Input data.
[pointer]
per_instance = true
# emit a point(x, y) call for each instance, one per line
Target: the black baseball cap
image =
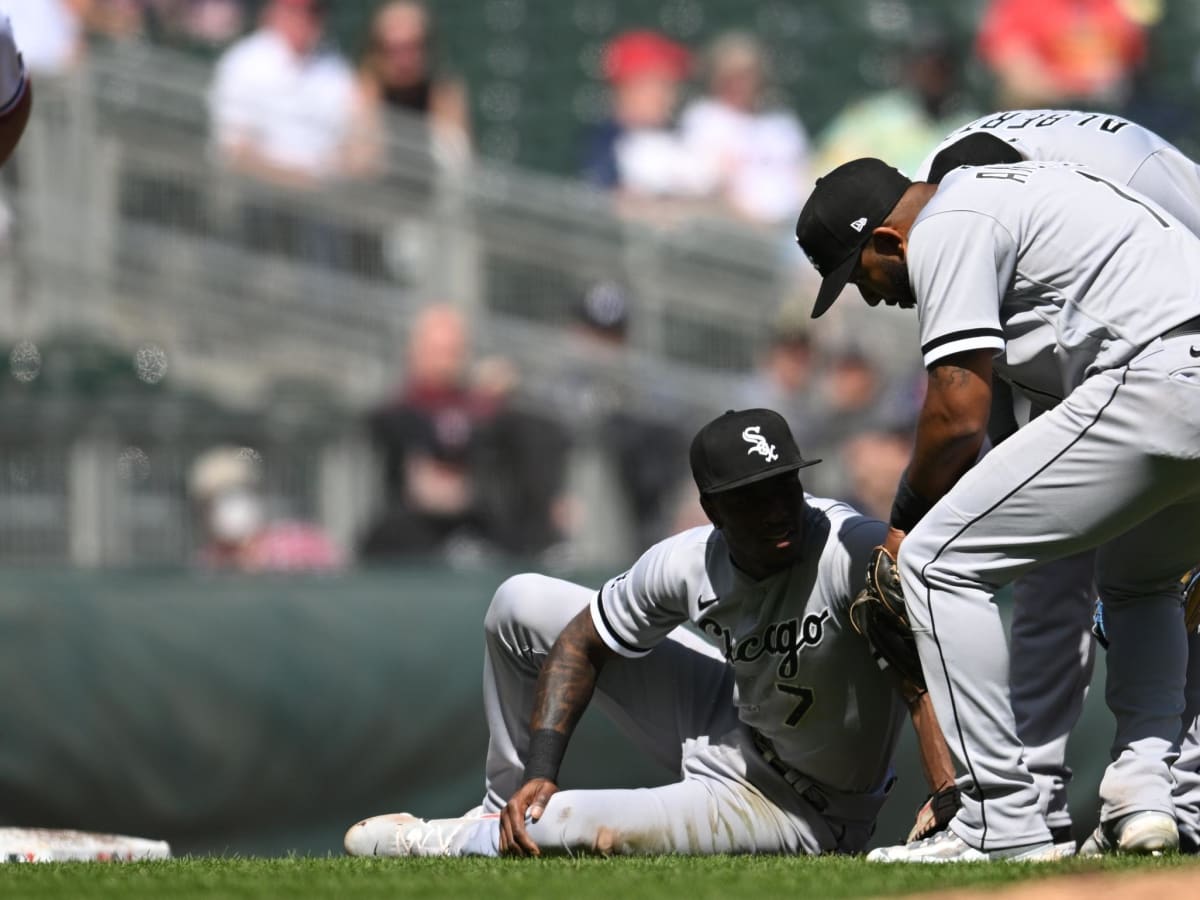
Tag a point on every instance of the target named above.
point(743, 447)
point(843, 210)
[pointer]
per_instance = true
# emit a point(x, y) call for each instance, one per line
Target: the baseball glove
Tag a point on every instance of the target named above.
point(935, 814)
point(879, 613)
point(1192, 599)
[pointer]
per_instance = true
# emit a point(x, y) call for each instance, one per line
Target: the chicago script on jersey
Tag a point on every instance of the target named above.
point(779, 639)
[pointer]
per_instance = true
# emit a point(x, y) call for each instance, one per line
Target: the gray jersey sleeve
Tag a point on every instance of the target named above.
point(637, 609)
point(846, 559)
point(960, 263)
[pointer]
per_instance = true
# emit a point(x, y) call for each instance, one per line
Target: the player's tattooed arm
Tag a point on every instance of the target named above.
point(953, 423)
point(569, 676)
point(565, 685)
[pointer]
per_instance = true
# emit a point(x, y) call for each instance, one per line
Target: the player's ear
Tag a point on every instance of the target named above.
point(887, 241)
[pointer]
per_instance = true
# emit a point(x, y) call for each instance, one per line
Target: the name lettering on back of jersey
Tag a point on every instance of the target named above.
point(1018, 120)
point(780, 639)
point(1002, 173)
point(759, 444)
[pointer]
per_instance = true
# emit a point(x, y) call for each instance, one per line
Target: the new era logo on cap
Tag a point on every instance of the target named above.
point(743, 447)
point(861, 193)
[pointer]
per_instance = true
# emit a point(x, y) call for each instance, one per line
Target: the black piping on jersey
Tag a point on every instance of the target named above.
point(1048, 395)
point(612, 633)
point(1121, 193)
point(960, 336)
point(929, 603)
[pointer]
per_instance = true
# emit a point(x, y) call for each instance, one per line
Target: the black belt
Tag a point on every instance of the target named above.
point(855, 807)
point(796, 779)
point(1192, 327)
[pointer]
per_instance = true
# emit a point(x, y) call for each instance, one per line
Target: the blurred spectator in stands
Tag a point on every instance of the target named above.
point(759, 151)
point(281, 105)
point(202, 27)
point(425, 438)
point(1062, 53)
point(856, 399)
point(905, 123)
point(642, 437)
point(118, 19)
point(784, 381)
point(225, 485)
point(399, 75)
point(874, 461)
point(51, 33)
point(467, 473)
point(637, 153)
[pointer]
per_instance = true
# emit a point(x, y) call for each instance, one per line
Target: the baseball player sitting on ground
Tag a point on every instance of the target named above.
point(1074, 288)
point(779, 718)
point(1048, 682)
point(16, 95)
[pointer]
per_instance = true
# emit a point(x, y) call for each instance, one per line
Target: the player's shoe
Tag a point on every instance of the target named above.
point(1153, 833)
point(948, 847)
point(401, 834)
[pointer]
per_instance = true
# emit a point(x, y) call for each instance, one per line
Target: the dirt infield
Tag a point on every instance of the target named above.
point(1092, 886)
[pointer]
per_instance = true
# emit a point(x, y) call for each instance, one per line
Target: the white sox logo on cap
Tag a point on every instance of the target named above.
point(759, 443)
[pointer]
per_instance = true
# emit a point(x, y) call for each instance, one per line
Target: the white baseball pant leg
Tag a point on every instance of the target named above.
point(1053, 655)
point(677, 703)
point(1115, 466)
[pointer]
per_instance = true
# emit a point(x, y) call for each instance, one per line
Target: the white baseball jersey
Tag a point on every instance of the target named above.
point(1116, 148)
point(1045, 263)
point(804, 677)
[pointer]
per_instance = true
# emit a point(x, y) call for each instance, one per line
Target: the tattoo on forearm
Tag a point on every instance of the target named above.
point(951, 376)
point(565, 684)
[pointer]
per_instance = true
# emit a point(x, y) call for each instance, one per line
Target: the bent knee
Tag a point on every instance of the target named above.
point(513, 601)
point(534, 604)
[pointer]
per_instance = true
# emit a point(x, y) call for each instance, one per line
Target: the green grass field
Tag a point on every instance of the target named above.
point(666, 877)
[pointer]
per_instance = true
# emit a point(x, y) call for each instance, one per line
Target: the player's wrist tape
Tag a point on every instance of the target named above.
point(909, 507)
point(546, 751)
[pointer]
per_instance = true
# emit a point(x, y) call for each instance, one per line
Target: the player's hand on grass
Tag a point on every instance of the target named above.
point(532, 799)
point(935, 814)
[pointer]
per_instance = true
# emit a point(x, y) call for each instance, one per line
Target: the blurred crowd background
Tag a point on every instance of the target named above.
point(301, 285)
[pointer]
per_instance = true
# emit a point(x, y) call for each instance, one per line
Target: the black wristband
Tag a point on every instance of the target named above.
point(909, 507)
point(546, 751)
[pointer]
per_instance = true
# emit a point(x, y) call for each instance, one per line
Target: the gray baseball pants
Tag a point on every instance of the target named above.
point(1053, 653)
point(677, 705)
point(1115, 466)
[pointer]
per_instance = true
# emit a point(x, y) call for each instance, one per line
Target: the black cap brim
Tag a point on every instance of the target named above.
point(835, 282)
point(762, 475)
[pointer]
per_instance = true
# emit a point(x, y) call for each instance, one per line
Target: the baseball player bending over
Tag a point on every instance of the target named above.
point(1081, 291)
point(16, 95)
point(1051, 652)
point(772, 707)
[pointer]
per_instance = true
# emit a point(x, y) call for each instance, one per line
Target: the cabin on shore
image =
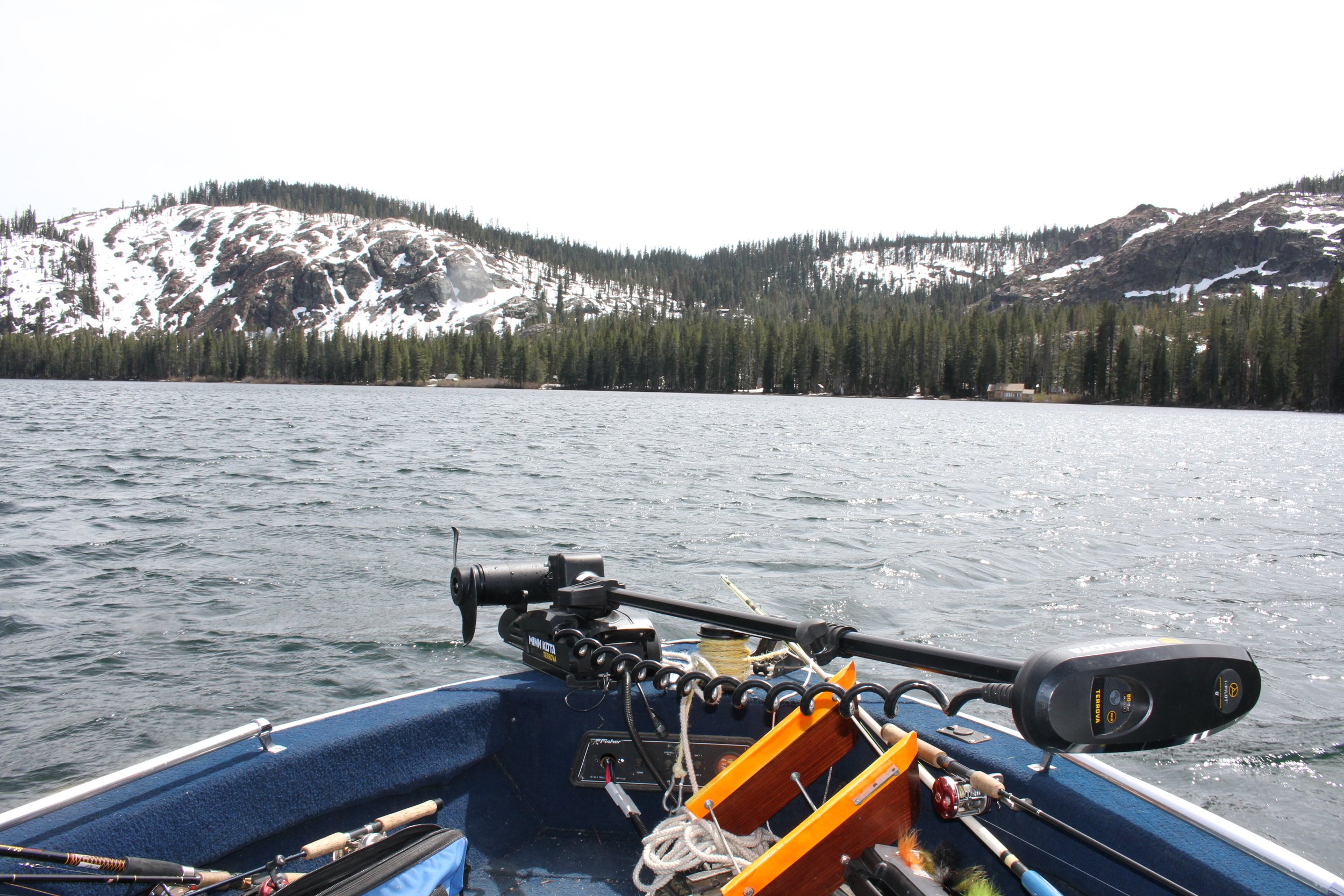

Request.
Rewrite all of the lines above as a JSON list of strings, with one string per line and blank lines omitted. Leave the pictures out of the list.

Solution below.
[
  "[pointer]",
  "per_instance = true",
  "# emit a point(x, y) call for each instance, one per line",
  "Target: the black baseball cap",
  "image =",
  "Tag a point on every instance of the target named above.",
  "point(743, 447)",
  "point(843, 210)",
  "[pointer]",
  "per_instance = true",
  "# emit a point(x, y) call for each instance, one per line",
  "Target: the baseball glove",
  "Tag a point on every instance of the target named above.",
  "point(935, 814)",
  "point(879, 613)",
  "point(1192, 599)",
  "[pointer]",
  "per_instance = true",
  "# emit a point(x, y) call for each instance, one per line",
  "Target: the chicago script on jersey",
  "Tag a point on every instance of the target named above.",
  "point(779, 639)",
  "[pointer]",
  "per_instance = true",
  "# emit a point(x, y) call for each instance, one per line",
  "Target: the gray jersey sleeve",
  "Tag a point on every instance of the target named above.",
  "point(637, 609)",
  "point(846, 559)",
  "point(960, 263)",
  "[pointer]",
  "per_instance = true",
  "# emit a point(x, y) call for each instance, one per line",
  "Target: the player's tattooed arm",
  "Tag a point on every instance of the target named above.",
  "point(953, 423)",
  "point(569, 676)",
  "point(565, 685)",
  "[pointer]",
  "per_instance = true",
  "# emit a point(x, y) call for each instance, one per line",
  "Target: the player's ear",
  "Tag a point on every instance of the target named above.",
  "point(887, 241)",
  "[pointer]",
  "per_instance = true",
  "# emit a point(x, y) call for each instance, one per line",
  "Target: the name lettering on back of jersey",
  "Tag a point on every instance of the target named above.",
  "point(1018, 120)",
  "point(780, 639)",
  "point(1002, 173)",
  "point(759, 444)",
  "[pointer]",
  "per_instance = true",
  "# emit a point(x, y) call for each instance, one per line",
  "Target: the new era logo on cap",
  "Tag a point on every instance of the target named above.",
  "point(743, 447)",
  "point(861, 193)",
  "[pointer]",
  "per_instance = true",
  "# emit a point(x, y) call for each instance, one per line",
  "Target: the black piping on jersey",
  "Tag a point on every instance of the target named above.",
  "point(1048, 395)",
  "point(612, 633)",
  "point(1121, 193)",
  "point(960, 336)",
  "point(929, 603)",
  "[pointer]",
  "per_instance = true",
  "# emit a point(x, y) call for each instance, one per line",
  "Target: the black belt",
  "Tag a point on every instance of the target named above.",
  "point(855, 807)",
  "point(796, 779)",
  "point(1192, 327)",
  "[pointer]",
  "per_instance = true",
  "# emit a point(x, y) call for each instance, one per line",
  "Target: the blurred spectator in stands",
  "Tag a point on every instance of the target named above.",
  "point(759, 151)",
  "point(281, 105)",
  "point(202, 27)",
  "point(425, 438)",
  "point(1062, 53)",
  "point(856, 399)",
  "point(905, 123)",
  "point(642, 437)",
  "point(118, 19)",
  "point(784, 381)",
  "point(225, 485)",
  "point(399, 75)",
  "point(874, 461)",
  "point(51, 33)",
  "point(467, 473)",
  "point(637, 153)",
  "[pointer]",
  "per_instance = true",
  "# emit a point(x, y) call for each instance, one per line",
  "Target: the baseball player sitting on ground",
  "Tag a point on every instance of the target named above.",
  "point(1074, 288)",
  "point(779, 718)",
  "point(1048, 682)",
  "point(16, 95)",
  "[pointer]",
  "per_instance = true",
  "# emit a point(x, y) call for each instance, one per line",
  "Target: the player's shoe",
  "Tag a point on every instance of the target named above.",
  "point(1153, 833)",
  "point(948, 847)",
  "point(401, 834)",
  "[pointer]",
  "per_instance = true",
  "# emit a point(x, y) call for each instance, one per line",
  "Target: the dirt infield",
  "Tag a point on every instance of the target named above.",
  "point(1092, 886)",
  "[pointer]",
  "per_instance = true",
  "# emit a point(x, y) call for each instance, one per line",
  "Target: the white sox logo on cap",
  "Tag a point on every instance of the target named above.",
  "point(759, 443)",
  "[pointer]",
  "per_instance = true",
  "# emit a point(x, y) call for each instance, one per line",
  "Target: the white baseball pant leg",
  "Tag a point on every instance of the target named above.",
  "point(1053, 655)",
  "point(677, 703)",
  "point(1115, 466)",
  "[pointer]",
  "per_instance = true",
  "# emit a point(x, y) call for each instance, one per line",
  "Target: the white baseball jersey",
  "Tag a point on every instance of the target named above.",
  "point(1116, 148)",
  "point(1045, 263)",
  "point(804, 677)",
  "[pointer]",
  "per_instance = true",
  "# emit a point(x, y) call for each instance, one per line",
  "Target: the tattoo on forearm",
  "Tag a point on every instance of the target named above.",
  "point(951, 376)",
  "point(565, 684)",
  "[pointer]",
  "per_instance = true",
  "# emit a point(x, y) call for each instance, one per line",
  "Target: the bent knee",
  "Tag a point on every instance of the target named above.",
  "point(513, 601)",
  "point(534, 604)",
  "[pointer]",
  "per_instance = true",
  "# emit a point(x, y) call for each instance, one per line",
  "Target: the green grass field",
  "Tag a point on every instance of the target named above.",
  "point(666, 877)",
  "[pointer]",
  "per_instance = true",
  "# emit a point(x, y) call for each instance, one per line",
  "Target: the player's wrist tape",
  "Tag a point on every instance of the target named above.",
  "point(909, 507)",
  "point(546, 751)",
  "[pointer]",
  "per_instance = true",
  "# emit a point(x, y) call for each instance, one per line",
  "Target: the player's hand on grass",
  "Tag a point on every instance of the target named above.",
  "point(532, 799)",
  "point(935, 814)",
  "[pointer]",
  "per_instance = true",
  "# emit a point(x, y) call for each instance, one per line",
  "Target: the blurred crowd background",
  "Tag a point on every instance of the target named above.",
  "point(301, 285)",
  "[pointer]",
  "per_instance = true",
  "# emit a point(x, y) call for each instance, one per line",
  "Target: the black wristband",
  "Tag a point on every instance of the target named above.",
  "point(909, 507)",
  "point(546, 751)",
  "[pointer]",
  "per_instance = true",
  "# emit a point(x, y) call for each instance, one per line",
  "Target: the gray baseball pants",
  "Tag a point on every instance of the target named above.",
  "point(1053, 653)",
  "point(677, 705)",
  "point(1115, 466)",
  "[pointer]",
  "per_instance = true",
  "# emit a point(x, y) call for each instance, one per line",
  "Target: the black cap brim",
  "Tag a point on every instance of the target named above.",
  "point(835, 282)",
  "point(762, 475)",
  "[pointer]",
  "per_instance = true",
  "# emit a point(x, y) call for each instance, one per line",
  "Target: the baseball player bending over",
  "Tag a point on every instance of the target named above.",
  "point(1081, 291)",
  "point(16, 95)",
  "point(1051, 652)",
  "point(772, 707)",
  "[pointer]",
  "per_instance = true",
  "# emit a point(x, y) call for each instance, one per line",
  "Target: the cabin on shore",
  "image ="
]